START Passage
Models get deprecated, prices change, and better options ship monthly. This chapter shows how to build agents that survive vendor churn — and switch models in an afternoon, not a quarter.
Why portability is a feature, not paranoia
In the eighteen months to mid-2026 the 'best model for the job' changed several times in every price band, two major frameworks were folded into successors, and providers repeatedly adjusted pricing and deprecated model versions on short notice. Teams whose agents were welded to one SDK re-platformed under deadline pressure; teams with a thin abstraction layer re-ran their evals against the new model and switched a config value. For organisations in the Gulf there is a second driver: data-residency and procurement rules can dictate which providers — or which regions of a provider — you may use, and those rules change too. Portability does not mean using every vendor at once. It means keeping the cost of changing your mind low. Three layers deliver that: a gateway, your own interfaces, and disciplined prompts.
Layer 1 — the model gateway
A gateway gives every model the same API shape, so your application code never knows which provider answered. Two mature options dominate. LiteLLM is an open-source proxy you self-host: one OpenAI-format endpoint in front of 100+ providers, with retries, fallback chains, spend caps, and per-key usage logs. OpenRouter is the hosted equivalent — one API key, one bill, automatic failover across providers. Self-host the gateway when data must stay in-country; use the hosted version when speed of setup matters more.
Your agent one client, one format Gateway LiteLLM / OpenRouter retries · fallbacks · spend caps · usage logs OpenAI GPT family Anthropic Claude family Google Gemini family Local Ollama / vLLM
Figure 7.1 — One client, one format. The gateway owns provider differences, retries and spend caps.
Layer 2 — own your interfaces
Frameworks are the layer most likely to churn under you (Chapter 3). The hexagonal answer: define the four or five operations your agents actually need — complete(), embed(), search(), remember(), act() — as interfaces you own, and implement them with thin adapters per framework or vendor. Your domain logic imports only your interfaces. Swapping LangGraph for a vendor SDK then touches adapters, not business rules.
END Passage
START Study material
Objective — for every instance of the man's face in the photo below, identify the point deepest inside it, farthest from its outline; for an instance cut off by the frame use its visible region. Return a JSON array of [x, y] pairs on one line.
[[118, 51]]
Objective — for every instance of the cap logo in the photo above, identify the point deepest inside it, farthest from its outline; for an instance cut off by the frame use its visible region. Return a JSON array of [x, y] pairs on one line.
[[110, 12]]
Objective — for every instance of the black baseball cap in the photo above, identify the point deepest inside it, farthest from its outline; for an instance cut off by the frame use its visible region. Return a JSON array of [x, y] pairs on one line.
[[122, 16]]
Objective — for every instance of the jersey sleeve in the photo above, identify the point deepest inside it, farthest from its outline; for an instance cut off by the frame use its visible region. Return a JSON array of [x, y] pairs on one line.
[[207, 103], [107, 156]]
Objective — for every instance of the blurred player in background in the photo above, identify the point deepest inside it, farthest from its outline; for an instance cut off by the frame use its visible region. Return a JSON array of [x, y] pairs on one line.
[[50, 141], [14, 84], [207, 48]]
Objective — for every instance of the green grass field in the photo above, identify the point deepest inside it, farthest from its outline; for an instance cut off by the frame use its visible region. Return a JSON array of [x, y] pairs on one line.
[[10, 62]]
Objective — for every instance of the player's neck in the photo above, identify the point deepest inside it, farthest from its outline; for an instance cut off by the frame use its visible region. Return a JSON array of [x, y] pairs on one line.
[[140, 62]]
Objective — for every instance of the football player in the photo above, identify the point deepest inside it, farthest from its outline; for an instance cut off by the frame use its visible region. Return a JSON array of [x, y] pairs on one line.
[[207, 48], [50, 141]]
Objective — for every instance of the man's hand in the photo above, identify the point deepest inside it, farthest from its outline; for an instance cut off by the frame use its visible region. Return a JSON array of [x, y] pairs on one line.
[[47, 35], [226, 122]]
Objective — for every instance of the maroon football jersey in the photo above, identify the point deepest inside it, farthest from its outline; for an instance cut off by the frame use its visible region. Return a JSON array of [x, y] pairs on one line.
END Study material
Task description:
Please reproduce the stretch of the model portability text above from "Why portability is" through "and disciplined prompts.", word for word.

Exercise response:
Why portability is a feature, not paranoia
In the eighteen months to mid-2026 the 'best model for the job' changed several times in every price band, two major frameworks were folded into successors, and providers repeatedly adjusted pricing and deprecated model versions on short notice. Teams whose agents were welded to one SDK re-platformed under deadline pressure; teams with a thin abstraction layer re-ran their evals against the new model and switched a config value. For organisations in the Gulf there is a second driver: data-residency and procurement rules can dictate which providers — or which regions of a provider — you may use, and those rules change too. Portability does not mean using every vendor at once. It means keeping the cost of changing your mind low. Three layers deliver that: a gateway, your own interfaces, and disciplined prompts.